Instead, modern medicine maintains that the average, healthy person can get all the nutrients he or she needs by eating a balanced diet.

It’s a view taught to doctors at medical schools-which often devote just a day out of a five-year training programme to nutrition-and one supported by drugs regulators such as America’s Food and Drug Administration (FDA). As the UK’s National Health Service (NHS) states categorically on its website: “Most people can get all the vitamins and minerals they need by eating a balanced, varied diet.”

Vitamin and mineral supplements are, according to this view, a waste of money. Worse, they can kill you, as headline-grabbing studies occasionally tell us. The latest-the Iowa Women’s Health Study-con-cludes that older women who supplement their diet increase their risk of dying at a younger age than those who don’t take supplements. Iron supplements appear to pose the greatest risk (Arch Intern Med, 2011; 171: 1625-33).

In 2008, the influential Cochrane Collaboration came to a similar conclusion that also dominated the news agenda for days afterwards. The Cochrane researchers discovered, in a meta-analysis of 67 medical trials, that people who took a high-dose antioxidant, such as vitamin A, beta-carotene (converted by the body into vitamin A) or E, were more likely to die than those who didn’t take a supplement (Cochrane Database Syst Rev, 2008, 2: CD007176).

With these studies as a backdrop, the European Union is currently deliberating on the potency of vitamin and mineral supplements that can be sold in stores throughout Europe. The Alliance for Natural Health (ANH), a lobby group, fears the ‘maximum permitted levels’ (MPLs) of supplements will be set very low, and will have no therapeutic value.

The FDA is putting forward proposals to restrict the sale of nutritional products available in stores in the US, and even blocking those that have been introduced within the past 20 years until they pass prohibitively expensive trials.

So, can we stay healthy only by eating a balanced diet or do we need to supplement? And if we do take vitamin and mineral supplements, are we raising our chances of dying prematurely?

The average person
The baseline for adequate levels of nutrition needed to maintain a healthy body is the ‘Reference Daily Intake’ (RDI), which replaced the ‘Recom-mended Daily Allowance’ (RDA). These levels (see Factfile B) are considered to be sufficient to meet the needs of up to 98 per cent of healthy individuals, and can be obtained by eating a healthy diet, say health officials. Exceptions include pregnant and breast-feeding women, children aged from six months to five years, the over-65s and people with darker skin, all of whom should supplement with vitamin D tablets. Children should also supplement with vitamins A and C until the age of five years, according to the NHS.

However, the first problem with the one-size-fits-all approach is that few of us are either average or healthy, or both. Each of us is biochemically unique. According to nutritionist Dr Damien Downing, a research study of guinea pigs discovered that individual requirements for vitamin C differed 20-fold among the animals, and “the range of human individual requirements can be assumed to be at least as great”, he said.

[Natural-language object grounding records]
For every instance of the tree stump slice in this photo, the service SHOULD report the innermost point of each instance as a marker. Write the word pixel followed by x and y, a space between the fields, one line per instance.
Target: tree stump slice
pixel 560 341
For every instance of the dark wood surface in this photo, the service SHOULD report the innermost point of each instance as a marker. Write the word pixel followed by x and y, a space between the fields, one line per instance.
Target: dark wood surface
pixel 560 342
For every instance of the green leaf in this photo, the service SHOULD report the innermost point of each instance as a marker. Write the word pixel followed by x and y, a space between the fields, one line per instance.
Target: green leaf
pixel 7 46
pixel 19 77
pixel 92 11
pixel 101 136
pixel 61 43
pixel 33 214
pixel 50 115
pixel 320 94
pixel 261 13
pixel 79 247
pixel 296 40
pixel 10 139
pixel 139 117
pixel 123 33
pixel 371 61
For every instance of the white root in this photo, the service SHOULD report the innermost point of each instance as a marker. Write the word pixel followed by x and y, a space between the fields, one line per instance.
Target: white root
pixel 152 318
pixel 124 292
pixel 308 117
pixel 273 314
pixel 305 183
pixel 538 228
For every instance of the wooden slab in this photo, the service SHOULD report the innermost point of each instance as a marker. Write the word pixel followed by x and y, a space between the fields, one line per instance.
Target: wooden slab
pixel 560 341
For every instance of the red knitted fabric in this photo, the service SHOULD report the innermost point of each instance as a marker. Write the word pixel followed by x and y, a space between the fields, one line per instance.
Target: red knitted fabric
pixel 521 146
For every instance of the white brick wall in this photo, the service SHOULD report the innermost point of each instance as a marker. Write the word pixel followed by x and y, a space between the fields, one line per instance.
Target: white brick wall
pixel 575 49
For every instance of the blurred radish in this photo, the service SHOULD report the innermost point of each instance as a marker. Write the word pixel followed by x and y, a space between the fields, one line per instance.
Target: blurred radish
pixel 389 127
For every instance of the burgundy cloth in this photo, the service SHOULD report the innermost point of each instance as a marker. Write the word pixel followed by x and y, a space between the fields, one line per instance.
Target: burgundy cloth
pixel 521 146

### WORK TASK:
Decide whether each statement below agrees with the article on vitamin and mineral supplements. Answer yes or no for each, and quote the words from the article that settle it.
1. The Cochrane researchers based their conclusion on a meta-analysis of 67 medical trials.
2. The Reference Daily Intake levels are considered sufficient for every healthy individual.
3. In the guinea pig study, individual vitamin C requirements varied 20-fold.

### COMPLETED TASK:
1. Yes: "in a meta-analysis of 67 medical trials"
2. No: "sufficient to meet the needs of up to 98 per cent of healthy individuals"
3. Yes: "individual requirements for vitamin C differed 20-fold among the animals"